** What you need to do **
Every entry that follows should be reproduced exactly.

*** Dataset content ***

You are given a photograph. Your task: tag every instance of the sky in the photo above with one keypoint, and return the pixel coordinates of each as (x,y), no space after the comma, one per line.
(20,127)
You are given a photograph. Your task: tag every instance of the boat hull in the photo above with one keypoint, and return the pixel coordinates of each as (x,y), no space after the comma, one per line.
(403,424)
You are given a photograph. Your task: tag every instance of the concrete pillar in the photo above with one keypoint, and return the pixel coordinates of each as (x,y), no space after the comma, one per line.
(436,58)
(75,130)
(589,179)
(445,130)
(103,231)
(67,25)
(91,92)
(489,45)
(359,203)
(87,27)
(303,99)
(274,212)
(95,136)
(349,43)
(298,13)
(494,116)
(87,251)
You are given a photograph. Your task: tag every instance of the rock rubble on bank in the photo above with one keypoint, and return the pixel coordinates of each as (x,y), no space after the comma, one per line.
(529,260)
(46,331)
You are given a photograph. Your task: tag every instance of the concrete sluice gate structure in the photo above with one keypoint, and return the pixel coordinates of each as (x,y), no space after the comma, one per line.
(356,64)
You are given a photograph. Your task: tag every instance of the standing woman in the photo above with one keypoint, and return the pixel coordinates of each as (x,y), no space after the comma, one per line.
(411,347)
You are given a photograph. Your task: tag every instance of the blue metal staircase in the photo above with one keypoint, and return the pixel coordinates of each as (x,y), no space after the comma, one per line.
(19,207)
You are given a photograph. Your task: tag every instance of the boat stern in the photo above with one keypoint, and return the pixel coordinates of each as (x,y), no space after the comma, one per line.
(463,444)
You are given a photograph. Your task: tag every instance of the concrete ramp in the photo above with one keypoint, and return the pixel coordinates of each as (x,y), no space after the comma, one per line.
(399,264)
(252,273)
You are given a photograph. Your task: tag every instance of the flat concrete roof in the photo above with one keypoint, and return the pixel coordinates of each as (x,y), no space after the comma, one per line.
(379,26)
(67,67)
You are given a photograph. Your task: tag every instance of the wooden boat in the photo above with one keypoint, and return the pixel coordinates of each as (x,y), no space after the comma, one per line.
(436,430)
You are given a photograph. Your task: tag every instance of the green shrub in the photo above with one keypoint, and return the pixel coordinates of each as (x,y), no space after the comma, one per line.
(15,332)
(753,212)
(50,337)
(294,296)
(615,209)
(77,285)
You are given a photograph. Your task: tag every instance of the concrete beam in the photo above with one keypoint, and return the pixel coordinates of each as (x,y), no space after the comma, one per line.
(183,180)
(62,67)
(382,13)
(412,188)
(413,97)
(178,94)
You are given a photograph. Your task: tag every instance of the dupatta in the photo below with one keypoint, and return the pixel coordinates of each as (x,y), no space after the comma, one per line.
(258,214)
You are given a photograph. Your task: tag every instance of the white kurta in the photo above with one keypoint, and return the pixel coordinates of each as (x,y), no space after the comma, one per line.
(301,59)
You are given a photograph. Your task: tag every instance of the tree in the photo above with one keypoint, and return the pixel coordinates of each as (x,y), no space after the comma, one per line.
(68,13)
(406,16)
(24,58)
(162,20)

***

** Expected output **
You are given a photograph. Your task: tag every instance of the sky in the photo above with one keypoint, and return the pixel coordinates of each as (x,y), no space after the comma, one per line.
(20,127)
You are given a photograph. Your task: tag every instance of the boat hull in the photo above with one keypoint, and return the pixel coordinates of each as (x,y), no space after the comma, one per line.
(403,424)
You are given a photograph. Your task: tag every instance of the concrete pillar in the photo above with one keypoint, and return the pixel coordinates of each as (x,y), no space after the comma, one per line.
(436,58)
(75,130)
(589,179)
(445,130)
(103,231)
(67,25)
(91,92)
(489,45)
(359,203)
(87,27)
(303,99)
(274,212)
(95,136)
(349,43)
(298,13)
(494,116)
(87,251)
You are given a photograph. Your task: tag every instance of the rock rubble on bank in the photo above with one keypoint, and return the pixel coordinates of each as (x,y), no space after the comma, one per line.
(529,260)
(46,331)
You are given a photograph. Your task: tag every instance of the concrete sluice gate structure in the photo above with one keypoint, and return the pixel coordinates of each as (x,y), no space after the comma, one per line.
(356,64)
You are given a photograph. Your task: tag every instance of the standing woman in the photo above with one keypoint, and return the pixel coordinates of each as (x,y), no space after the comma, one per line.
(411,347)
You are given a photograph. Your task: tag every instance of the blue metal staircase in the photo above with one keypoint, and return the pixel coordinates of each as (x,y), no space after the comma, one per line.
(19,207)
You are given a photograph. Your task: tag every instance of the boat stern in the photo above with one keypoint, and return the pixel coordinates of each as (x,y), no space after the comma, one per line.
(463,444)
You are given a photograph. Your task: tag every instance of the concrete ramp in the photo above with one keypoint, and return the pixel coordinates of each as (x,y), no space after the comma, one per line.
(399,264)
(252,273)
You are given a photograph. Your task: tag every instance of the flat concrete roof in the photo above with one keypoint, and return the pixel coordinates of each as (x,y), no space after the comma, one per line.
(379,26)
(67,67)
You are given a photograph. Your task: tag every instance of the wooden boat in the photo above with one keypoint, and return the pixel coordinates of each as (x,y), no space after the comma, one per line.
(436,430)
You are given a photograph. Your task: tag every instance of the green shrub in the photo above with one keypoint, and return the pixel coordinates of each as (x,y), no space after the comma, one per line.
(15,332)
(753,212)
(50,337)
(294,296)
(615,209)
(77,285)
You are given a photograph. Your task: tag every instance of the concrete beam in the photo above with one keypoint, and return the pixel coordinates of each as (x,y), no space after the comma, one per line.
(183,180)
(62,67)
(382,13)
(412,188)
(413,97)
(178,94)
You are given a photograph. Your task: tag every instance of the dupatta in the photo below with one keypoint, and return the pixel coordinates of each as (x,y), no space after the comma, one per line.
(258,214)
You are given a photograph. Your task: tag every instance of the white kurta in the photo above with one keypoint, and return the pixel coordinates of each as (x,y), no space after the comma, one per line.
(301,59)
You are given a photograph. Your task: tag every instance of the tree in the photo above with one keypoint, and return the pixel coordinates of each as (x,y), no space after the comma, one per line.
(68,13)
(406,16)
(24,58)
(162,20)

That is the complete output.